▸ Try it: Continue the passage on Herzl's Der Judenstaat, picking up after its final sentence.

▸ Document segment:
-------

Beginning in late 1895, Herzl wrote Der Judenstaat (The State of the Jews). The small book was initially published 14 February 1896, in Leipzig, Germany, and Vienna, Austria, by M. Breitenstein's Verlags-Buchhandlung. It is subtitled "Versuch einer modernen Lösung der Judenfrage," ("Proposal of a modern solution for the Jewish question"). Der Judenstaat proposed the structure and beliefs of what political Zionism was.

Herzl's solution was the creation of a Jewish state. In the book he outlined his reasoning for the need to reestablish the historic Jewish state.

"The idea I have developed in this pamphlet is an ancient one: It is the restoration of the Jewish State ..."

"The decisive factor is our propelling force. And what is that force? The plight of the Jews ... I am profoundly convinced that I am right, though I doubt whether I shall live to see myself proved so. Those who today inaugurate this movement are unlikely to live to see its glorious culmination. But the very inauguration is enough to inspire in them a high pride and the joy of an inner liberation of their existence ..."

-------

Source data:
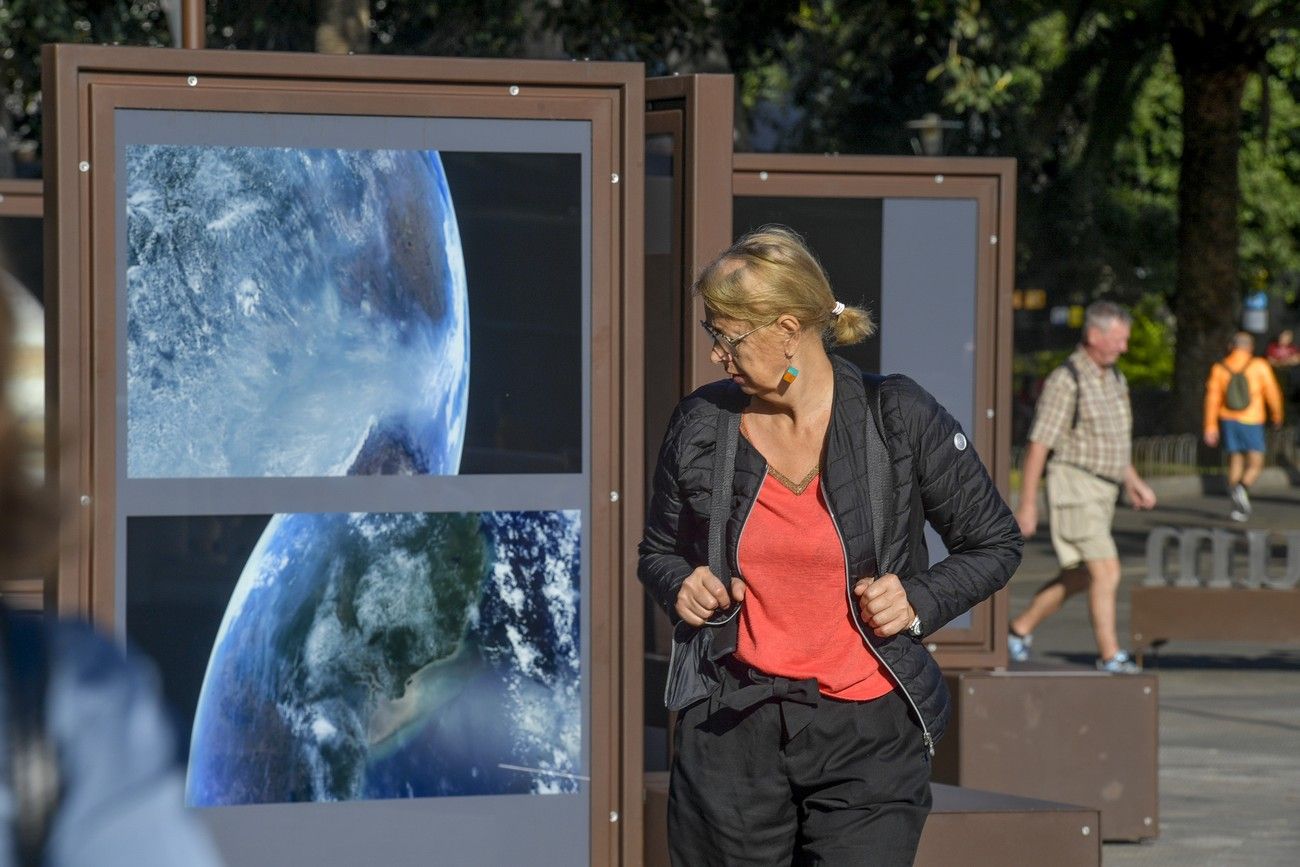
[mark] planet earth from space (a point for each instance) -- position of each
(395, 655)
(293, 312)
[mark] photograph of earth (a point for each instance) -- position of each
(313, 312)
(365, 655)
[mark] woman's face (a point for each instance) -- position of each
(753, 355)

-------

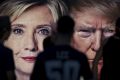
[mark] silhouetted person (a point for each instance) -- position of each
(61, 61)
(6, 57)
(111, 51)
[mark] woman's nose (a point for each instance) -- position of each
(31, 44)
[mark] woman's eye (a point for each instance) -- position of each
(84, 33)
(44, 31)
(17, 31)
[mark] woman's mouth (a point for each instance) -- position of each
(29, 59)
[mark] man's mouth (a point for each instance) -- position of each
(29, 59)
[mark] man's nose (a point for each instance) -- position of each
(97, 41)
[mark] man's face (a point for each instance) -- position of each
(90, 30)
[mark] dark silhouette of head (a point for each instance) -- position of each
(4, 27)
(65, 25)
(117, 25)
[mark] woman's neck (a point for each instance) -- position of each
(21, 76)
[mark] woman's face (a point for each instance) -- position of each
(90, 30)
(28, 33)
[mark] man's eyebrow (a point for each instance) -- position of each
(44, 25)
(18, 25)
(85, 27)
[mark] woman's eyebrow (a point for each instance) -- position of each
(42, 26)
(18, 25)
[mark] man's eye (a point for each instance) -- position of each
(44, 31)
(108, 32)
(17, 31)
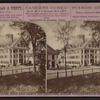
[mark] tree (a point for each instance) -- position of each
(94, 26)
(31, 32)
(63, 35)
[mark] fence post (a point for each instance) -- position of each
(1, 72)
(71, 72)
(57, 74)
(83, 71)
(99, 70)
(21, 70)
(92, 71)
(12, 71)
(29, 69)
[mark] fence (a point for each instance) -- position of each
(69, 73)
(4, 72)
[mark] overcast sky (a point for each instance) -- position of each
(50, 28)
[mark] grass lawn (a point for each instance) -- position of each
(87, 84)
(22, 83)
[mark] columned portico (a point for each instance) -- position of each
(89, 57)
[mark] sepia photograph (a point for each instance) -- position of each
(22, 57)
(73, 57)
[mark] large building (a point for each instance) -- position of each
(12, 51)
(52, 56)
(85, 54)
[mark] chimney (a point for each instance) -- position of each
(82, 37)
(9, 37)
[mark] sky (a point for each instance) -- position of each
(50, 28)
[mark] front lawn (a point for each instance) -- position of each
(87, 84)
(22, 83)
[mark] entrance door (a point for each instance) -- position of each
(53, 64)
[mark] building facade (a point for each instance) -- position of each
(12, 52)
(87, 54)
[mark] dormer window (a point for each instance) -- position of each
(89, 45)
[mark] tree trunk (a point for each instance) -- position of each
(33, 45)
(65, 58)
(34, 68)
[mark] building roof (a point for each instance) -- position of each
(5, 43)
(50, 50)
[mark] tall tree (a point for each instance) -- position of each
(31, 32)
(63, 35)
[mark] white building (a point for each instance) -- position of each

-------

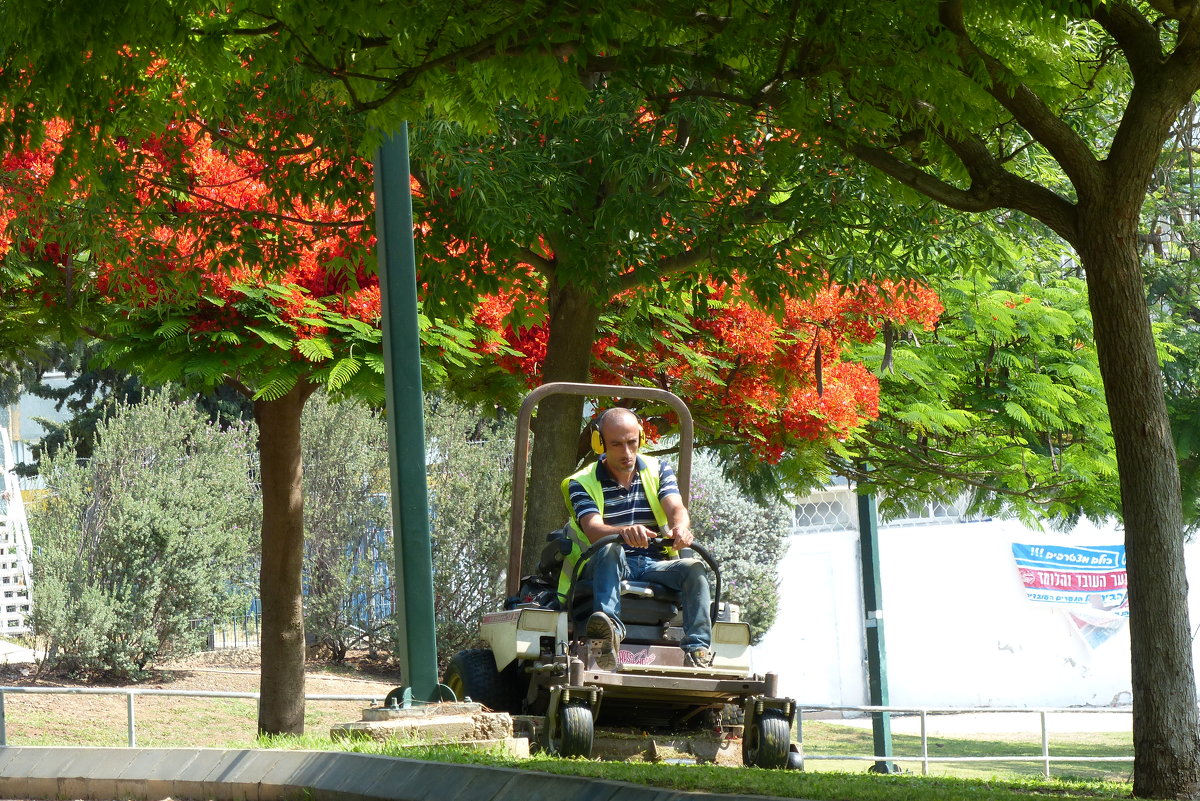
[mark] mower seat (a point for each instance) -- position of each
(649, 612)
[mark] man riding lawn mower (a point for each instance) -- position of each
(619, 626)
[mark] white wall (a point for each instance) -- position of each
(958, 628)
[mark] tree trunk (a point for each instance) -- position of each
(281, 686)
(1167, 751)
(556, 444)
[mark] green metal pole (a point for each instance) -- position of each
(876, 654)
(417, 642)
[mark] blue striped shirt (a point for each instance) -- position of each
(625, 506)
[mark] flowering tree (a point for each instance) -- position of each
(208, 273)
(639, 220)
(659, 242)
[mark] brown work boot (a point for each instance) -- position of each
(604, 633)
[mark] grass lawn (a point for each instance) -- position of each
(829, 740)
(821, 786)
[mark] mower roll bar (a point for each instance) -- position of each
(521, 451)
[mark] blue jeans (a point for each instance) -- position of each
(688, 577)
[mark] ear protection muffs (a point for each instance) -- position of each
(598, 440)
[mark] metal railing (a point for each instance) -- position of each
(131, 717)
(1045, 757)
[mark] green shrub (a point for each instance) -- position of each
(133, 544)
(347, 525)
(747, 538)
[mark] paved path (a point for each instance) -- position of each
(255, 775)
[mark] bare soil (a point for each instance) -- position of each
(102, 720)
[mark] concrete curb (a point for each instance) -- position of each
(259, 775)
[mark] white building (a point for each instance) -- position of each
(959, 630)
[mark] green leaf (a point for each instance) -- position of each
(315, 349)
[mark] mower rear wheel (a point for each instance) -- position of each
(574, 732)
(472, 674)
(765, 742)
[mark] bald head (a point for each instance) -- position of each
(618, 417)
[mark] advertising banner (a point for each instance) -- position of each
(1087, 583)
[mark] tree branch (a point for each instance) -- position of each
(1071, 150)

-------

▸ Answer section:
"The plan would seem mad enough if a single individual were to undertake it; but if many Jews simultaneously agree on it, it is entirely reasonable, and its achievement presents no difficulties worth mentioning. The idea depends only on the number of its adherents. Perhaps our ambitious young men, to whom every road of advancement is now closed, and for whom the Jewish state throws open a bright prospect of freedom, happiness, and honor, perhaps they will see to it that this idea is spread ..."

"It depends on the Jews themselves whether this political document remains for the present a political romance. If this generation is too dull to understand it rightly, a future, finer, more advanced generation will arise to comprehend it. The Jews who will try it shall achieve their State; and they will deserve it ..."

"I consider the Jewish question neither a social nor a religious one, even though it sometimes takes these and other forms. It is a national question, and to solve it we must first of all establish it as an international political problem to be discussed and settled by the civilized nations of the world in council.

"We are a people—one people.

"We have sincerely tried everywhere to merge with the national communities in which we live, seeking only to preserve the faith of our fathers. It is not permitted us. In vain are we loyal patriots, sometimes superloyal; in vain do we make the same sacrifices of life and property as our fellow citizens; in vain do we strive to enhance the fame of our native lands in the arts and sciences, or her wealth by trade and commerce. In our native lands where we have lived for centuries we are still decried as aliens, often by men whose ancestors had not yet come at a time when Jewish sighs had long been heard in the country ..."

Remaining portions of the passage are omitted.